- [Task goal]: Reproduce word for word the part of the text on finding relevant tools that runs from "Users don't speak" to "produce similar numbers.".

- [Extract provided]:
+---+

The LLM now gets exactly what it needs. Nothing more.

The question is: how do you figure out which tools are relevant?

The Wrong Answer: Keyword Matching#

Your first instinct might be grep-style keyword matching:

def is_relevant(user_input, tool):
    return tool.name in user_input  # exact word match

This breaks immediately:

user says: "shoot a message to John"
keyword match for "email" → no match ✗

Users don't speak in tool names. They say "shoot a message", "ping John", "drop a note" — all meaning the same thing. Keyword matching is brittle and frustrating.

You need something that understands meaning, not just words.

The Right Answer: Embeddings#

An embedding model converts text into a list of numbers — called a vector — where similar meanings produce similar numbers.

+---+

- [Entries shown]:

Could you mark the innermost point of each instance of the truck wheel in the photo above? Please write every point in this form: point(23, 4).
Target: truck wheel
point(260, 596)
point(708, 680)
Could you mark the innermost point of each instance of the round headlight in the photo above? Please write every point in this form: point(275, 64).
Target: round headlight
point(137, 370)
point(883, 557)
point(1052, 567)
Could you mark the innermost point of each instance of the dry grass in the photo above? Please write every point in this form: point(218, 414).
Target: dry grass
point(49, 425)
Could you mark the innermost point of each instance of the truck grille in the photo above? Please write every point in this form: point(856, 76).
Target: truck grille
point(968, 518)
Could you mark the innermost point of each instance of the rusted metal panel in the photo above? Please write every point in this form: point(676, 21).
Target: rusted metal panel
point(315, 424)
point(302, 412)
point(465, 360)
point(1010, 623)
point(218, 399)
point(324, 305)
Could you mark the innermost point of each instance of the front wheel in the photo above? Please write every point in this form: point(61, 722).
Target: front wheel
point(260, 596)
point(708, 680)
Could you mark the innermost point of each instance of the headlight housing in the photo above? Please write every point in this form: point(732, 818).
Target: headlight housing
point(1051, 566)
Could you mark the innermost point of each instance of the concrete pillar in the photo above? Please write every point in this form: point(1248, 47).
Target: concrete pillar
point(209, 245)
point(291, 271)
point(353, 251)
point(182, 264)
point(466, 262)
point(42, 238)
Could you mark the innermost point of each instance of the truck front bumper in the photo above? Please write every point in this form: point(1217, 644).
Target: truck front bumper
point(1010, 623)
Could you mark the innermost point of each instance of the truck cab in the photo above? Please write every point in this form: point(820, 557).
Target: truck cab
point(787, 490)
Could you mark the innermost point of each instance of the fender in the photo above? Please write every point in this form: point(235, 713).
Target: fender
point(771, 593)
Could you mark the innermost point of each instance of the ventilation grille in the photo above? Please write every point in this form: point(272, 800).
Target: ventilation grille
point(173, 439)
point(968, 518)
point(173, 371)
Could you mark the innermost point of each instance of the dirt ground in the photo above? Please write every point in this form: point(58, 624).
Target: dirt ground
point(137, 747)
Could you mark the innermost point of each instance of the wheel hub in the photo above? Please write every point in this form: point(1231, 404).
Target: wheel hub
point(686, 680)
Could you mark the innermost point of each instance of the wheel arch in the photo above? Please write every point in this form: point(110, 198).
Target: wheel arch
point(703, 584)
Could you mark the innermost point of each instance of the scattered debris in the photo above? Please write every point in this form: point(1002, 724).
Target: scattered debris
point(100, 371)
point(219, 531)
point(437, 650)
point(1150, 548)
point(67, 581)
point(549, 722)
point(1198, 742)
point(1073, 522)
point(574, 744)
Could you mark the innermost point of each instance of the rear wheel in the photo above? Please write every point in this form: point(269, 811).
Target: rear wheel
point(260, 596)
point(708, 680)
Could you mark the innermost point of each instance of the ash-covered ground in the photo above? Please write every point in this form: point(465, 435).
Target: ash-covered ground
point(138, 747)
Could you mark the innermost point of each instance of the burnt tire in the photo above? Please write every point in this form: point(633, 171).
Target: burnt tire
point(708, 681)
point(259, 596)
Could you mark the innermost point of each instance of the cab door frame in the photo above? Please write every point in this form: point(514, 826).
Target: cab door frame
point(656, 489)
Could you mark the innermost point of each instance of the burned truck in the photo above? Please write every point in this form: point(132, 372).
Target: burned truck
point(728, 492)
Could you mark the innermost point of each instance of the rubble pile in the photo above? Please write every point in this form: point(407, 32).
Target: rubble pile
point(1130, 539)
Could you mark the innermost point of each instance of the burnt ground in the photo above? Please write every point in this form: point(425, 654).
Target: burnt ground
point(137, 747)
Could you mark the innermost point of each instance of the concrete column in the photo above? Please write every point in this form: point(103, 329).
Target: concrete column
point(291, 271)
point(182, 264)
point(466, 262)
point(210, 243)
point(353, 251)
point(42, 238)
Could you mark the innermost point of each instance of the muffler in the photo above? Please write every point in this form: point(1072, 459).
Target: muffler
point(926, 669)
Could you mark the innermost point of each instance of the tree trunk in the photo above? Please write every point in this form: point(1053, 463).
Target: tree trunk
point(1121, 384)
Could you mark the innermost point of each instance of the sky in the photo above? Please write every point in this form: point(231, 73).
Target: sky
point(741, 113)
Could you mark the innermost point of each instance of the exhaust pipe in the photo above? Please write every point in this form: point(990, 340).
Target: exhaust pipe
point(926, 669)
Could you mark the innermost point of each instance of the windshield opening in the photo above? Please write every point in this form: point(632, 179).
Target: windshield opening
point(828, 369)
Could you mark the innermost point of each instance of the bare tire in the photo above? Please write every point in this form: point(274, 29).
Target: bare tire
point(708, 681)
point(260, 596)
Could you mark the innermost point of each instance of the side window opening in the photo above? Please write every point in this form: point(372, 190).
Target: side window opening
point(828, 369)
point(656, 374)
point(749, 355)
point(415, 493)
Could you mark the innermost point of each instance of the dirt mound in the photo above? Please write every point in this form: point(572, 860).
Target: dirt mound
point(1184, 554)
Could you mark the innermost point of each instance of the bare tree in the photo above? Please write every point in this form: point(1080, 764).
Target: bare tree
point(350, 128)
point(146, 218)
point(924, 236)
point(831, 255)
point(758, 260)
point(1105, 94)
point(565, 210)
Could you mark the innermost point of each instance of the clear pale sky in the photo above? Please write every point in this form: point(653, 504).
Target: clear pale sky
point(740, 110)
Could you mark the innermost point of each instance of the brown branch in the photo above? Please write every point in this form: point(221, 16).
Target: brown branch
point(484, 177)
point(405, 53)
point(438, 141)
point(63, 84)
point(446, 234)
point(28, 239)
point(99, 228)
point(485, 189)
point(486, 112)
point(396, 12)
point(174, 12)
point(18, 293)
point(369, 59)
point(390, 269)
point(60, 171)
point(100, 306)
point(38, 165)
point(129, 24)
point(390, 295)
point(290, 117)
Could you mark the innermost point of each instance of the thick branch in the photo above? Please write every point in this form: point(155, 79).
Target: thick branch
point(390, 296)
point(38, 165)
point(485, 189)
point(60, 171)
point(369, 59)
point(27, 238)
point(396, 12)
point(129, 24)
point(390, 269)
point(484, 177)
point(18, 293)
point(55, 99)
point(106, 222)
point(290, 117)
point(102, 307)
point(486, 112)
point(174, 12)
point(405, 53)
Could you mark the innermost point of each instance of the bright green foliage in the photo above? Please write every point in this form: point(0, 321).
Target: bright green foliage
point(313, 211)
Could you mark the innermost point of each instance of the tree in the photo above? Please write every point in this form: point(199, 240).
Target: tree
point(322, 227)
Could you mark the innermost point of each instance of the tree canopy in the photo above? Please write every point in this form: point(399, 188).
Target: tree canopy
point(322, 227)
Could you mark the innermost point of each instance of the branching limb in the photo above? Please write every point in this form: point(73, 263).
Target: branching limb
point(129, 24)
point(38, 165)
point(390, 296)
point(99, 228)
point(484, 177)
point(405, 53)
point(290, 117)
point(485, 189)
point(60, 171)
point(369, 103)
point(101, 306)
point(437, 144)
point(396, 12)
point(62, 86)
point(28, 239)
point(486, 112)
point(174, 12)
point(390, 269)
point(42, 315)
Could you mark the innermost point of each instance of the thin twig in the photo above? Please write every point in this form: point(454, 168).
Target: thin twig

+---+

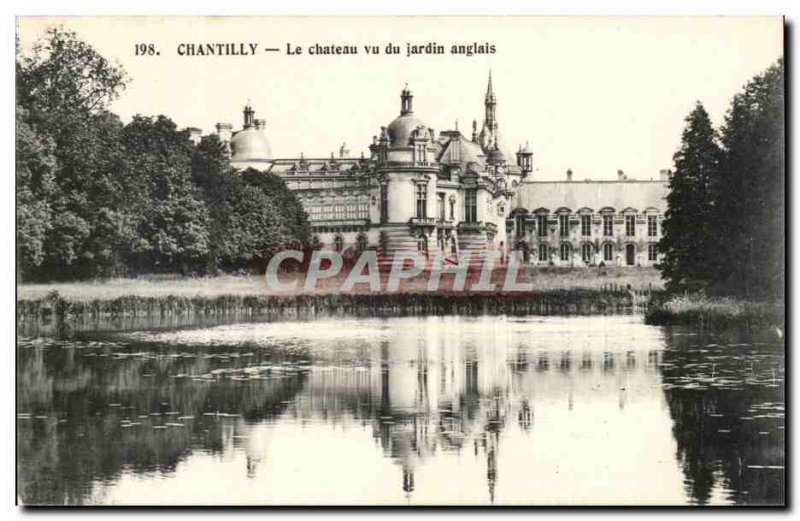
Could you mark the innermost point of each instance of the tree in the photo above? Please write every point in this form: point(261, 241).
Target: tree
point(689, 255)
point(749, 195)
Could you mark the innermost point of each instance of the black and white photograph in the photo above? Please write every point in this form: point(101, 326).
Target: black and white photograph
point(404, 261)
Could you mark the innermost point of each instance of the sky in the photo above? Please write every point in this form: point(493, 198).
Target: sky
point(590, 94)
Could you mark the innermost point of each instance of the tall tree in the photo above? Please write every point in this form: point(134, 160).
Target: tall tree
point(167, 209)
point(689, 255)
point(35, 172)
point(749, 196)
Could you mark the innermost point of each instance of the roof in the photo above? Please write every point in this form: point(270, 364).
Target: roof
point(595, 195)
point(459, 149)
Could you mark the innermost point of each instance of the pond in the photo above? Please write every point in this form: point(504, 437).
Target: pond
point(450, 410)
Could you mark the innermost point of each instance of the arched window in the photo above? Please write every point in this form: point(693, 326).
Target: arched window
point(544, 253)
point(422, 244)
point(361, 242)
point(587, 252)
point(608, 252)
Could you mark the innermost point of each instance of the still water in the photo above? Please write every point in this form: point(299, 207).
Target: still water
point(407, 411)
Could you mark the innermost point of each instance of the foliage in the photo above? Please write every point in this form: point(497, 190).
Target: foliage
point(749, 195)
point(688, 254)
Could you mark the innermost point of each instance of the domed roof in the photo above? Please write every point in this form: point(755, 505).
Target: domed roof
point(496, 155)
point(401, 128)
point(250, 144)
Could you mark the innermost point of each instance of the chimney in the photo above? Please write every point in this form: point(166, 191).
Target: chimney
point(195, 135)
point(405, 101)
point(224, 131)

+---+

- [Solution for this task]:
Users don't speak in tool names. They say "shoot a message", "ping John", "drop a note" — all meaning the same thing. Keyword matching is brittle and frustrating.

You need something that understands meaning, not just words.

The Right Answer: Embeddings#

An embedding model converts text into a list of numbers — called a vector — where similar meanings produce similar numbers.